━━━━━ Source text

It takes so little time for the rollercoaster to head downhill again.
W is being an absolute dumbass about things now. After a perfectly wonderful weekend with N (according to both N and W), yesterday somehow things fell apart between the two of them. At one point as he was going on about how N treats him I asked, “Well, who is the adult in the situation?” To which W answered, “I’m not sure there is one.” Ah, a bit of truth ekes out occasionally.
Plus W was in a car accident yesterday, again, and yes it was his fault, again. Of course, according to him it was my fault even though I wasn’t in or near either vehicle when the accident happened. If it weren’t for me though he wouldn’t have been in that place at that time, wouldn’t have turned left in front of oncoming traffic and wouldn’t have been hit. Oh yeah, I see it now. It’s clearly my fault. Silly me. I’m surprised the police didn’t ticket me in absentia.
Topping things off, although I’ve been asking for a couple of weeks for W to work out plans with me for N’s spring break week it suddenly became W’s top priority today. . . over the phone. . . while I’m at work. It couldn’t possibly wait until later this evening. No, this needed to be dealt with right now, this minute. No matter what my suggestion was, it didn’t make W happy. Eventually we kind of agreed to a plan, but even now we don’t have it all figured out. Enough though that I guess he’s satisfied for now. When I told him I planned to take a couple of days off and take N to see my parents during spring break, he asked if I wanted him to go with us. Um, that would be a no. I was surprised he even had to ask.

━━━━━━━━━━
━━━━━ Material shown

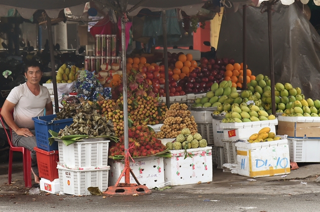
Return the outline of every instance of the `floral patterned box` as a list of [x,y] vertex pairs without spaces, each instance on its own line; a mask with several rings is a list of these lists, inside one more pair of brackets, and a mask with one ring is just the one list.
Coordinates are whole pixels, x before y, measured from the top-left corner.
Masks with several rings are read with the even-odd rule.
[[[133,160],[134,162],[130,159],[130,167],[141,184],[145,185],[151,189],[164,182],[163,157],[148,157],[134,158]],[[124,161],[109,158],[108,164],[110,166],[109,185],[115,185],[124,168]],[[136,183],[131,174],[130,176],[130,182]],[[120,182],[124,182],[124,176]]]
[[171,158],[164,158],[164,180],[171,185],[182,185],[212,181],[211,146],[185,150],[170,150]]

━━━━━━━━━━
━━━━━ Material shown

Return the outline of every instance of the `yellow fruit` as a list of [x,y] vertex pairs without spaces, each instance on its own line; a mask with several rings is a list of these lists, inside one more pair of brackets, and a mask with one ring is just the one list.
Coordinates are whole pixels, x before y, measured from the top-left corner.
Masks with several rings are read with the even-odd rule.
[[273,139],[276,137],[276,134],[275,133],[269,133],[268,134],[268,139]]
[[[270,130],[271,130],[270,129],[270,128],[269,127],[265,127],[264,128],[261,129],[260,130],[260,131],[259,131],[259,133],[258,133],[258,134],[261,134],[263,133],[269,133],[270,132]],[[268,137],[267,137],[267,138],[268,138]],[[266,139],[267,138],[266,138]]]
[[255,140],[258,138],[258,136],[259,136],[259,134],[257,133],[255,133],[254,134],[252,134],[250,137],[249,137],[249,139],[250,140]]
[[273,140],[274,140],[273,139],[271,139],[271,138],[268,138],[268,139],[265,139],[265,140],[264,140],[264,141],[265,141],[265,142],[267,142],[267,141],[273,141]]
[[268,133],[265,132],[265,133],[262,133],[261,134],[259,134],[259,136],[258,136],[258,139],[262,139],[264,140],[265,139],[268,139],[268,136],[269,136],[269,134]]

━━━━━━━━━━
━━━━━ Material shown

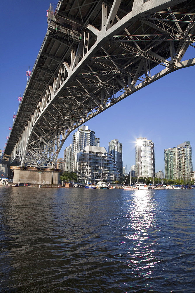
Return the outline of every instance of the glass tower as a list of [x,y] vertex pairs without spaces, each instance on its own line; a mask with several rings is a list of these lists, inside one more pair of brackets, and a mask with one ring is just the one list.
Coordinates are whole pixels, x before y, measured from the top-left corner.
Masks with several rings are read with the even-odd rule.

━━━━━━━━━━

◆ **Problems to work on**:
**A)** Answer these questions using the entry above about W and N:
(i) What maneuver was W making when his car was hit?
(ii) During spring break, whom does the writer plan to take N to see?
(iii) For roughly how long had the writer been asking W to plan N's spring break week?
**B)** Transcribe everything in the entry about W and N from "It takes so" down to "ekes out occasionally.".
The material comes from another source.

◆ **Solutions to the problems**:
**A)**
(i) He turned left in front of oncoming traffic.
(ii) The writer's parents.
(iii) A couple of weeks.

**B)**
It takes so little time for the rollercoaster to head downhill again.
W is being an absolute dumbass about things now. After a perfectly wonderful weekend with N (according to both N and W), yesterday somehow things fell apart between the two of them. At one point as he was going on about how N treats him I asked, “Well, who is the adult in the situation?” To which W answered, “I’m not sure there is one.” Ah, a bit of truth ekes out occasionally.